-- GOAL --
In the mailing-list post about D, what did the D Foundation announce it would use donations for?

=== PAGE EXTRACT ===

D is dead (was: Dicebot on leaving D: It is anarchy driven development in all its glory.)

Manu turkeyman at gmail.com
Tue Sep 4 04:34:33 UTC 2018


On Mon, 3 Sep 2018 at 19:35, Laeeth Isharc via Digitalmars-d
<digitalmars-d at puremagic.com> wrote:
>
> On Tuesday, 4 September 2018 at 02:24:25 UTC, Manu wrote:
> > On Mon, 3 Sep 2018 at 18:45, Laeeth Isharc via Digitalmars-d
> > <digitalmars-d at puremagic.com> wrote:
> >>
> >> On Monday, 3 September 2018 at 17:15:03 UTC, Laurent Tréguier
> >> wrote:
> >> > On Monday, 3 September 2018 at 16:55:10 UTC, Jonathan M
> >> > Davis wrote:
> >> >> Most of the work that gets done is the stuff that the folks
> >> >> contributing think is the most important - frequently what
> >> >> is most important for them for what they do, and very few
> >> >> (if any) of the major contributors use or care about IDEs
> >> >> for their own use. And there's tons to do that has nothing
> >> >> to do with IDEs. There are folks who care about it enough
> >> >> to work on it, which is why projects such as VisualD exist
> >> >> at all, and AFAIK, they work reasonably well, but the only
> >> >> two ways that they're going to get more work done on them
> >> >> than is currently happening is if the folks who care about
> >> >> that sort of thing contribute or if they donate money for
> >> >> it to be worked on. Not long ago, the D Foundation
> >> >> announced that they were going to use donations to pay
> >> >> someone to work on his plugin for Visual Studio Code:
> >> >>
> >> >> https://forum.dlang.org/post/rmqvglgccmgoajmhynog@forum.dlang.org
> >> >>
> >> >> So, if you want stuff like that to get worked on, then
> >> >> donate or pitch in.

=== ENTRIES ===

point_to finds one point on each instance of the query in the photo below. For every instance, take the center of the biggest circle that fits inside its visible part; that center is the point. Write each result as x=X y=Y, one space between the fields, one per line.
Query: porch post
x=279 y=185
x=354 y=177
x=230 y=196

===

-- RESULT FOR THIS EXERCISE --
To pay someone to work on his plugin for Visual Studio Code.